EXTRACT TO READ
________

Maternal Mortality: We Already Know What Works…Or Do We?
September 9, 2010
This is a joint post with April Harding.
In a recent pitch for the $63 billion Global Health Initiative (see my post on the event), U.S. Secretary of State Hillary Clinton responded to a question about measuring progress in women’s health. “We are focusing on maternal mortality because that is so measurable. We know where we have a better idea of what works and what it will take to have more women deliver babies successfully. There’s all kinds of interventions from the very simplest, like a safe birthing kit, which is a piece of twine and a clean razor blade and a bar of soap and a piece of plastic to put under the women, all the way up to tertiary care for complicated pregnancies…”
Is this true? What do we (the global health community) know? What more do we have to learn?
Secretary Clinton is right, almost. We know that certain patient interventions can save women’s lives. For example, attendant-supervised deliveries and emergency interventions to address obstetric complications like hemorrhage, obstructed delivery etc. reduce delivery-related deaths.
What we don’t know, unfortunately, is which programs or service delivery strategies will get these interventions to the women who need them, especially in weak health systems where most avoidable maternal deaths take place.

________

WHAT IS EXPECTED
Rewrite the passage of the post on maternal mortality from "Secretary Clinton is" to "reduce delivery-related deaths.", swapping "hemorrhage" for "sepsis".

DATA PROVIDED
________

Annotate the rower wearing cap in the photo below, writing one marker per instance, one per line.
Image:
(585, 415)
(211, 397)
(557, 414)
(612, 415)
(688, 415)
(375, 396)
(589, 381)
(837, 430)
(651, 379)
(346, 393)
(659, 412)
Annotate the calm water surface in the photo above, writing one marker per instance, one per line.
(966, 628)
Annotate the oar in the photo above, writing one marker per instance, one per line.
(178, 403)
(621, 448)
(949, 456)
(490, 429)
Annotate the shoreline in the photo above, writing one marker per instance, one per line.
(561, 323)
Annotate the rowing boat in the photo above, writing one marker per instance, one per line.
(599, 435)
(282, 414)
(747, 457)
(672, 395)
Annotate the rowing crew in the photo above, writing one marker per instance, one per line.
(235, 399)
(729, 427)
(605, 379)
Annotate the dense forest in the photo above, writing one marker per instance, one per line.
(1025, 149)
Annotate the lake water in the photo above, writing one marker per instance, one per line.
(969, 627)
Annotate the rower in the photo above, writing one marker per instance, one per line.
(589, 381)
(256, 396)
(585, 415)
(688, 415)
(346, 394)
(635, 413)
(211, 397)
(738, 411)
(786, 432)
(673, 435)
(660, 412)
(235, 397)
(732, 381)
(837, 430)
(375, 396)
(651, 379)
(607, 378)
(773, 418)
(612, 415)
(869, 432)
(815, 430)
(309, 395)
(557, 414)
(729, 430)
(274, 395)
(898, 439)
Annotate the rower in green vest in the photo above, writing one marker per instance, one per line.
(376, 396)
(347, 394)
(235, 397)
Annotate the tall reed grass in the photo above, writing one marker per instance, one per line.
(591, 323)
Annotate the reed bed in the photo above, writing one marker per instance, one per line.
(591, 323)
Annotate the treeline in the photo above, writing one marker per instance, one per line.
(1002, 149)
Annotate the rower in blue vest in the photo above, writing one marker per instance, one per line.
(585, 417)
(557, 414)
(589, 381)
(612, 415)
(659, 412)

________

WRITTEN RESPONSE
Secretary Clinton is right, almost. We know that certain patient interventions can save women’s lives. For example, attendant-supervised deliveries and emergency interventions to address obstetric complications like sepsis, obstructed delivery etc. reduce delivery-related deaths.